Extracted data |
----------
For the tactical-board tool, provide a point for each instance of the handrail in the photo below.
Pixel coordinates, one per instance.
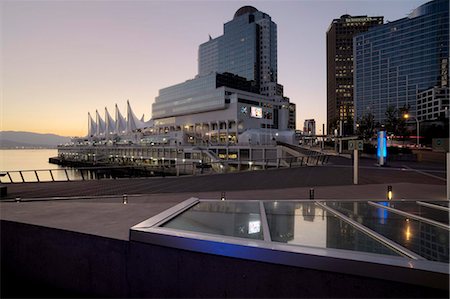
(164, 166)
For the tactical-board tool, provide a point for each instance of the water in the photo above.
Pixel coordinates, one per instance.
(13, 160)
(27, 159)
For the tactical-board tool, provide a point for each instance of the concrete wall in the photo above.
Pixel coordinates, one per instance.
(46, 262)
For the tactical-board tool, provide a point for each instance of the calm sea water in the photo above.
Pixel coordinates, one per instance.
(32, 159)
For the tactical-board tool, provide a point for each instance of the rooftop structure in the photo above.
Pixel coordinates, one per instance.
(248, 48)
(396, 61)
(235, 91)
(340, 65)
----------
What you are asked to do |
Format the records above as a JSON list of strings, with one string per line and no blank lines. Leave out the pictures.

Solution below |
[
  "For the tactical-board tool, provide a point for each instance of the handrail in the photo below.",
  "Pixel coordinates, one per instance.",
  "(164, 166)",
  "For the tactical-board tool, provide a point for each instance of the water in the photo above.",
  "Pixel coordinates, one per instance.",
  "(13, 160)",
  "(27, 159)",
  "For the tactical-board tool, provide a point for each instance of the concrete wall in the photo above.",
  "Pixel coordinates, one per instance.",
  "(46, 262)",
  "For the tactical-board tool, provide a point for each instance of the calm sea water in the photo above.",
  "Pixel coordinates, one per instance.",
  "(32, 159)",
  "For the tactical-board tool, provide a point for each instance of the rooftop structure in the photo above.",
  "Pixel coordinates, one per instance.",
  "(248, 48)",
  "(396, 61)",
  "(235, 91)",
  "(340, 65)"
]